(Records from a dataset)

____

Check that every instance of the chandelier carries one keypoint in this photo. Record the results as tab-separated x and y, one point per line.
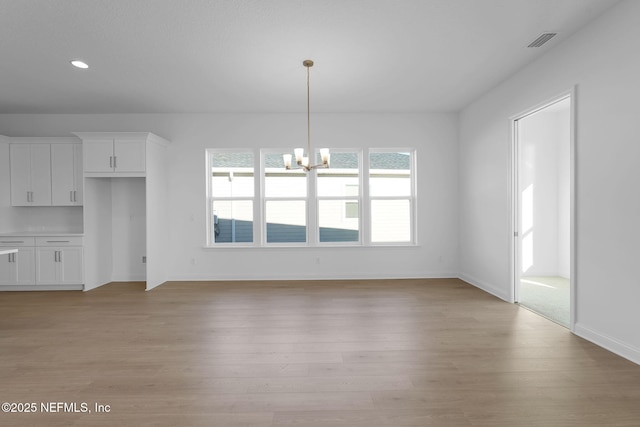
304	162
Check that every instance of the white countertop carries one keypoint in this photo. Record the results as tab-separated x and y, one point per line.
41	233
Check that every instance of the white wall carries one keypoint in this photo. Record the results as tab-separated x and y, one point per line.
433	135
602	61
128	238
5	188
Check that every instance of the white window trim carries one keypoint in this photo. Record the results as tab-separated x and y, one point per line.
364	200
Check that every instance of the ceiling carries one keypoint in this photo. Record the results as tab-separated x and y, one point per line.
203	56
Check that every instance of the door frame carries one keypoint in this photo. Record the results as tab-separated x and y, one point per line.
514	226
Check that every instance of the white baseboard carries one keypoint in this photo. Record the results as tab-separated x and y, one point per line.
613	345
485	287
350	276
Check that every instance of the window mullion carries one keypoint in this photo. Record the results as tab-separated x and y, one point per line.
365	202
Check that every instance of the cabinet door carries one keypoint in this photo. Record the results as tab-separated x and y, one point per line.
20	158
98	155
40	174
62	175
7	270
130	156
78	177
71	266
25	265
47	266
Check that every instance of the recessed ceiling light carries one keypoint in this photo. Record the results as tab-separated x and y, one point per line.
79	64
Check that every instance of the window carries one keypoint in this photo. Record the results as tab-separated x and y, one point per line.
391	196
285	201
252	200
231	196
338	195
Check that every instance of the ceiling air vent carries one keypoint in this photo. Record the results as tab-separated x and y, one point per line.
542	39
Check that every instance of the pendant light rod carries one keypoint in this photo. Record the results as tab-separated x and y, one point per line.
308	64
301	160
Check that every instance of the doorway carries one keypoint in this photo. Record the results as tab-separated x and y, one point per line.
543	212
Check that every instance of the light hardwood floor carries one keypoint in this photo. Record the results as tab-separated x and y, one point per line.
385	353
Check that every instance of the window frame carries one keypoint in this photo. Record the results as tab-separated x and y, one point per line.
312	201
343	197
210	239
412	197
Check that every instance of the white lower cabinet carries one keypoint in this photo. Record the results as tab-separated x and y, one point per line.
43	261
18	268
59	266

____

*EXERCISE DETAILS*:
Could you repeat every entry above exactly, with each picture omitted?

*REPLY*:
Check that every instance of the chandelier carries one keypoint in this photo. Record the results as tab-separated x and y, one point per line.
304	162
Check that every instance of the white countertop carries one keypoint in this photo. Record the results as tab-separated x and y, one point per line.
41	233
Check that every instance of the white wall carries one keypoint in this photo. Record the results as tab-separated x and y, one point per line.
433	135
602	61
128	238
5	188
Check that every instance of the white window trim carries one keypoint in this photo. Record the results as tab-separated x and y, one point per line.
364	200
Check that every instance of the ceiling carries one keypoint in this photo. Record the results as tab-separated x and y, one point per line.
203	56
Check that every instance of the door frame carries one keypoint in this photo. Record the results as tab-separated x and y, one point per line.
514	226
Check that every instance of the white baseboard carries one keypoint in this photo. Record the results as tab-separated x and y, one point per line.
613	345
485	287
350	276
Check that every instance of the window mullion carries one keypoint in this photo. Record the results as tab-separated x and y, one point per line.
365	202
Check that every instance of the cabinet door carries one keypoint in this photo. Record the results as tab-separated x and y, one point per line.
20	158
98	155
40	174
62	175
7	270
130	156
78	177
71	266
25	265
47	266
Check that every instance of the recessed ceiling light carries one keypoint in this photo. Record the results as tab-separated x and y, one point per line.
79	64
Check that every instance of the window carries one keypoint in this photo. Record the results as tab-separated x and y, one point per line.
391	196
285	201
252	200
231	196
338	195
Check that every instance of the ceiling air vent carries one keypoint in this photo. Record the results as tab-separated x and y, one point per line.
542	39
Check that every instance of the pendant light rod carries one keypoint in this photo. Record the results as tab-separated x and y, one point per line.
308	64
301	160
Check that every instance of the doorway carries one keypoint in this photo. Record the results as tab-separated x and y, one point per line.
543	212
Check that every instance of the light hardwood floor carries one keypoint in this photo. Record the results as tab-separated x and y, one point per line.
385	353
Check that every instance of the window frame carries one keypoint in this photo. Record the results as tab-separated x and y, one point per line.
312	201
343	197
210	239
412	197
Check that every instance of the white lower cabinet carries one keypoint in this photo. Record the results as tab-separated x and y, one point per line.
43	261
18	268
59	266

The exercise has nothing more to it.